### Description of the task
Beginning with the line that contains "Where can you see the pebble", reproduce the remaining lines of the material exactly, up to and including the last one, but no pictures.

::: Task input :::

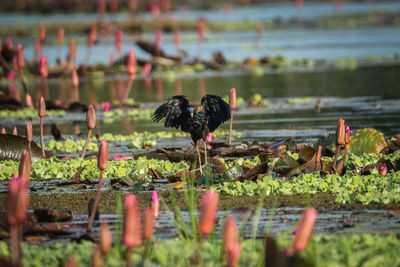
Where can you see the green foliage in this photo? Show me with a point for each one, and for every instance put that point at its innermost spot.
(27, 113)
(349, 188)
(367, 140)
(332, 250)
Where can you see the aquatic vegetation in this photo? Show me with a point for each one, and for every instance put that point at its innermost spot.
(27, 113)
(330, 250)
(349, 188)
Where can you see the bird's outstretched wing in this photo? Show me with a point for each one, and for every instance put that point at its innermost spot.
(175, 111)
(216, 110)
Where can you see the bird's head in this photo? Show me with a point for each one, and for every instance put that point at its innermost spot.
(191, 110)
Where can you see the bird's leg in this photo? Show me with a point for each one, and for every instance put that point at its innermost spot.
(198, 153)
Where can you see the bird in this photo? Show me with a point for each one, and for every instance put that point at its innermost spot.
(199, 121)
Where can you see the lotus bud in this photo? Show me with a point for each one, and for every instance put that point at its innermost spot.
(158, 38)
(340, 133)
(200, 29)
(9, 43)
(155, 204)
(148, 224)
(105, 238)
(43, 67)
(132, 222)
(131, 66)
(177, 37)
(20, 56)
(106, 106)
(383, 170)
(42, 32)
(28, 100)
(304, 232)
(119, 35)
(347, 135)
(25, 166)
(72, 262)
(232, 99)
(209, 137)
(319, 154)
(231, 242)
(38, 47)
(209, 206)
(75, 78)
(72, 54)
(92, 36)
(13, 188)
(42, 107)
(60, 37)
(146, 69)
(91, 118)
(259, 28)
(103, 155)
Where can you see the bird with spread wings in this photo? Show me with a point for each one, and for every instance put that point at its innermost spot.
(198, 122)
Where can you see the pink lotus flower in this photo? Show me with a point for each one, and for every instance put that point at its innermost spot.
(146, 69)
(43, 67)
(155, 204)
(383, 170)
(132, 222)
(106, 106)
(209, 206)
(231, 242)
(303, 232)
(131, 66)
(148, 224)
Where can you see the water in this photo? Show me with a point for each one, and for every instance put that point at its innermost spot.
(264, 12)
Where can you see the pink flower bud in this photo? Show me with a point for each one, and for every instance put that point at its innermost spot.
(28, 100)
(347, 135)
(209, 206)
(148, 224)
(132, 222)
(60, 37)
(231, 242)
(105, 238)
(146, 69)
(43, 67)
(259, 28)
(42, 32)
(340, 133)
(177, 37)
(91, 118)
(20, 56)
(303, 232)
(42, 107)
(106, 106)
(158, 38)
(131, 66)
(25, 166)
(9, 43)
(383, 170)
(75, 78)
(232, 99)
(155, 204)
(11, 75)
(200, 29)
(118, 40)
(103, 155)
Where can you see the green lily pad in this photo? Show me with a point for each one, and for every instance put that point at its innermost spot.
(367, 140)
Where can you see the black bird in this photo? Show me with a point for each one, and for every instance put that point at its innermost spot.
(198, 122)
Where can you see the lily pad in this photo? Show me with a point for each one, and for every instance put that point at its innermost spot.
(367, 140)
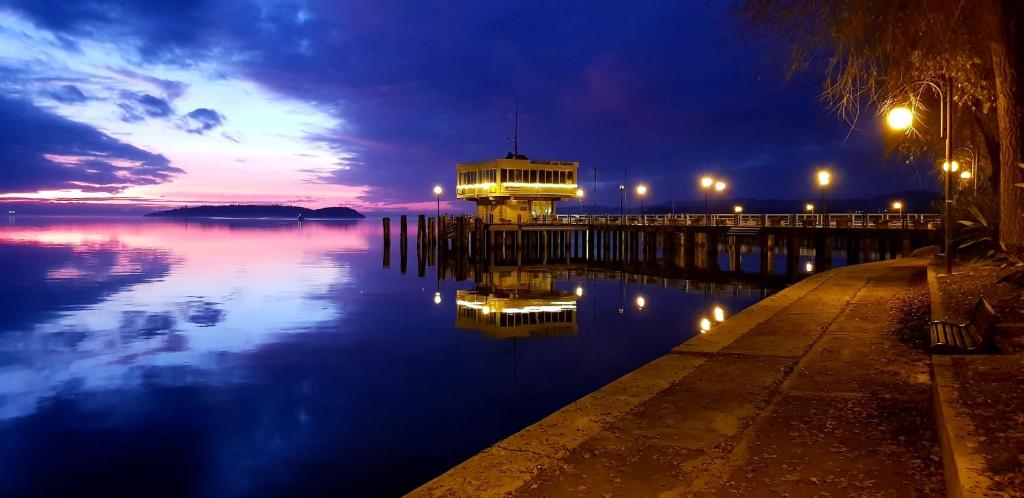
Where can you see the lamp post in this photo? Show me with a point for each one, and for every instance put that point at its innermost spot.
(622, 203)
(593, 210)
(641, 192)
(437, 192)
(974, 164)
(823, 177)
(706, 184)
(966, 175)
(901, 118)
(580, 194)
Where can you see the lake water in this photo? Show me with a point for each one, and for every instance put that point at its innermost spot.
(153, 358)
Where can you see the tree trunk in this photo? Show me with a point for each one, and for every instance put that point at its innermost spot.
(1008, 112)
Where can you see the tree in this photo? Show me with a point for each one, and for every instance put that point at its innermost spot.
(869, 50)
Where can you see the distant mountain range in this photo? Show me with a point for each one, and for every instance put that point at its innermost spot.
(913, 201)
(258, 211)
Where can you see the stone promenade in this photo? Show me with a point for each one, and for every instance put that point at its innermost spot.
(816, 390)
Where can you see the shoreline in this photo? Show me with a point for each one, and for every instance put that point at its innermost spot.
(752, 368)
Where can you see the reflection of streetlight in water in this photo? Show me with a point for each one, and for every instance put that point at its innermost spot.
(717, 314)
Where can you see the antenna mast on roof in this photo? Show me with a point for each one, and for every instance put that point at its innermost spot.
(515, 131)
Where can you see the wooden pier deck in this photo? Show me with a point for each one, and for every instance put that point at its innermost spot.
(678, 245)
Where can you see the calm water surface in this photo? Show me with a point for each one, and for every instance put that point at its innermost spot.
(161, 358)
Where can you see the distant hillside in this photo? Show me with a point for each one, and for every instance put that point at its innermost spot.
(256, 211)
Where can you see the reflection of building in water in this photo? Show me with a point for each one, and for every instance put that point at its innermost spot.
(515, 189)
(516, 303)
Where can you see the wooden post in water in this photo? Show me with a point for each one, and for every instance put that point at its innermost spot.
(421, 232)
(735, 263)
(793, 255)
(403, 244)
(386, 221)
(765, 252)
(852, 248)
(689, 248)
(822, 251)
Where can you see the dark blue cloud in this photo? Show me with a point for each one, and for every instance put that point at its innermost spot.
(664, 90)
(68, 94)
(202, 120)
(154, 107)
(40, 150)
(136, 108)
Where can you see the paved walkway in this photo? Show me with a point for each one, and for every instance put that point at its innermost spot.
(809, 392)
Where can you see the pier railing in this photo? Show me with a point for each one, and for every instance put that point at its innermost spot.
(840, 220)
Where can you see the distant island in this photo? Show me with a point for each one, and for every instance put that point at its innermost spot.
(258, 211)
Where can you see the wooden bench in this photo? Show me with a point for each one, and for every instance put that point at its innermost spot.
(973, 336)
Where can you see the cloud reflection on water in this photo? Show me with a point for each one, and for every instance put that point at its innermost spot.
(113, 296)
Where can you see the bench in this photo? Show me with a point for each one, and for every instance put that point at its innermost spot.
(973, 336)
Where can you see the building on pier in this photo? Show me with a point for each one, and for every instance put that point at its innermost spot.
(516, 190)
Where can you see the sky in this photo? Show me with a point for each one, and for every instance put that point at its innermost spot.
(370, 105)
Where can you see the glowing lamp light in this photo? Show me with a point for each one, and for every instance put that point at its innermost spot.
(824, 177)
(899, 118)
(719, 314)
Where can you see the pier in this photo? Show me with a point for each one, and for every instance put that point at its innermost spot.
(674, 245)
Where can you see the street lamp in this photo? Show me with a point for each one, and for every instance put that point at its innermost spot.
(580, 195)
(974, 164)
(901, 118)
(437, 192)
(823, 177)
(641, 192)
(707, 183)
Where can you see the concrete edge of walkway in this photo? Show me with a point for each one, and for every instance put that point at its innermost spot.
(963, 466)
(512, 462)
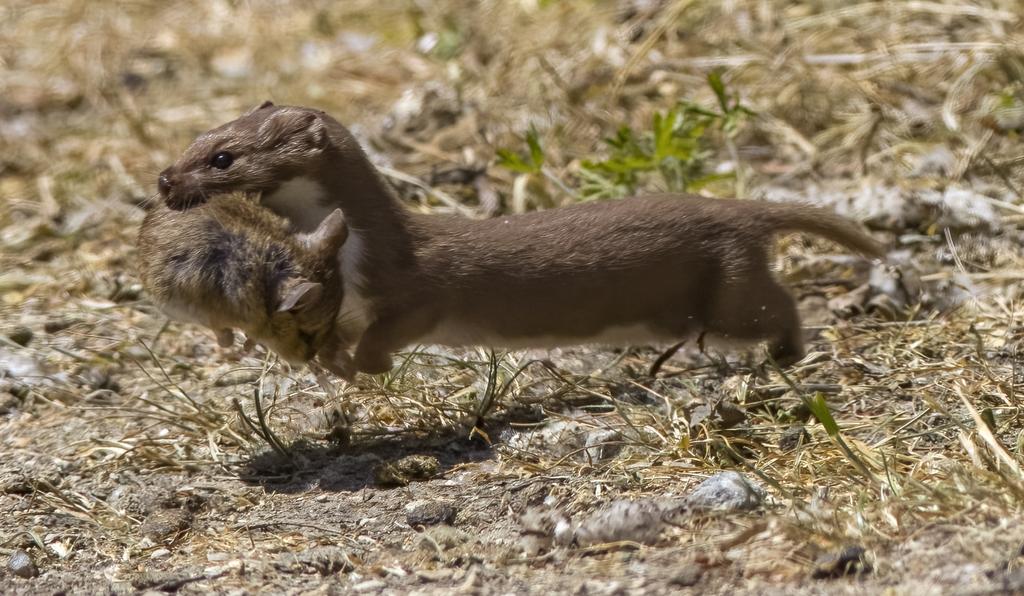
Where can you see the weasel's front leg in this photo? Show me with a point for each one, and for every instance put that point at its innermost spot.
(335, 357)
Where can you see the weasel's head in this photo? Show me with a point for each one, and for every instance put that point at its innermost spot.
(256, 153)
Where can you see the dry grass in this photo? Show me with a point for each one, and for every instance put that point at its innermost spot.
(110, 414)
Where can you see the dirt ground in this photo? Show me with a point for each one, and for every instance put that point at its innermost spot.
(138, 457)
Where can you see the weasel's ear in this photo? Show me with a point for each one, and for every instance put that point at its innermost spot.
(266, 103)
(329, 236)
(299, 295)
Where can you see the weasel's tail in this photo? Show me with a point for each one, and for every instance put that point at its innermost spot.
(797, 217)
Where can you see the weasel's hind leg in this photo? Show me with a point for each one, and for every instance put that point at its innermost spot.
(759, 309)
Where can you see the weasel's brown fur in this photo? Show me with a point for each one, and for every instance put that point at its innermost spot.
(231, 263)
(639, 269)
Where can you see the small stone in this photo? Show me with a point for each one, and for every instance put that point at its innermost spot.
(165, 523)
(640, 521)
(370, 586)
(402, 471)
(688, 576)
(421, 513)
(22, 565)
(20, 335)
(8, 403)
(97, 379)
(442, 538)
(726, 492)
(325, 560)
(851, 560)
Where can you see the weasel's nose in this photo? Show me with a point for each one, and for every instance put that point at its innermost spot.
(164, 184)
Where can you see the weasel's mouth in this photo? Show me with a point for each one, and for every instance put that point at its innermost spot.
(183, 203)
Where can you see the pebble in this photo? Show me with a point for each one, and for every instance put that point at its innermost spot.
(402, 471)
(165, 523)
(20, 564)
(726, 492)
(421, 513)
(688, 576)
(639, 521)
(370, 586)
(20, 335)
(794, 437)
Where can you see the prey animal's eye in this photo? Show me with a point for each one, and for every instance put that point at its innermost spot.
(222, 161)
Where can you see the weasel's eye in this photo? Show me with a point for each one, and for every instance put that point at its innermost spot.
(222, 161)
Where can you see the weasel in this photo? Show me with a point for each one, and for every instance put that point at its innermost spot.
(632, 270)
(232, 263)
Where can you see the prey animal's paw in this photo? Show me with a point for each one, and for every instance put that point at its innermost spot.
(225, 337)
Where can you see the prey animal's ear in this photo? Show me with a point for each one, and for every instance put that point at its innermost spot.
(266, 103)
(329, 236)
(299, 295)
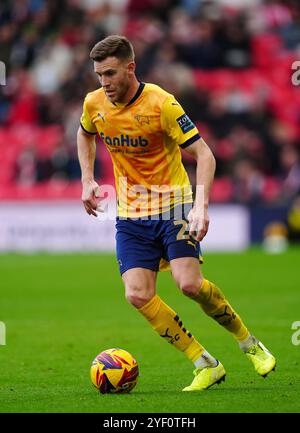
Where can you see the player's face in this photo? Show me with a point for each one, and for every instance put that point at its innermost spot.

:::

### Correct result
Where can you see the pebble in this photo? Show me with a point for each one, and for every instance put that point at its innermost spot.
(402, 471)
(165, 523)
(20, 564)
(726, 492)
(421, 513)
(688, 576)
(639, 521)
(370, 586)
(20, 335)
(794, 437)
Where can you see the prey animal's eye in this photo? Show me with a point for each one, and for every instance put that point at its innermost spot.
(222, 161)
Where can you see the weasel's eye in this photo? Show me with a point for each one, and for every instance put that point at its innermost spot.
(222, 161)
Where can you see the weasel in this photo? Show me with a point for each one, and for every instance put that point at its innermost spot.
(632, 270)
(232, 263)
Where can you see the prey animal's paw in this photo? Show me with a point for each one, and for every instance put that point at its innermost spot.
(225, 337)
Where can you see the prey animal's ear in this photo? Show me with a point for each one, and for every instance put that point at its innermost spot.
(266, 103)
(329, 236)
(299, 295)
Where can you see the player's face in this photo? Show me with a point for each one, and for every instance put that point at its innermost spot.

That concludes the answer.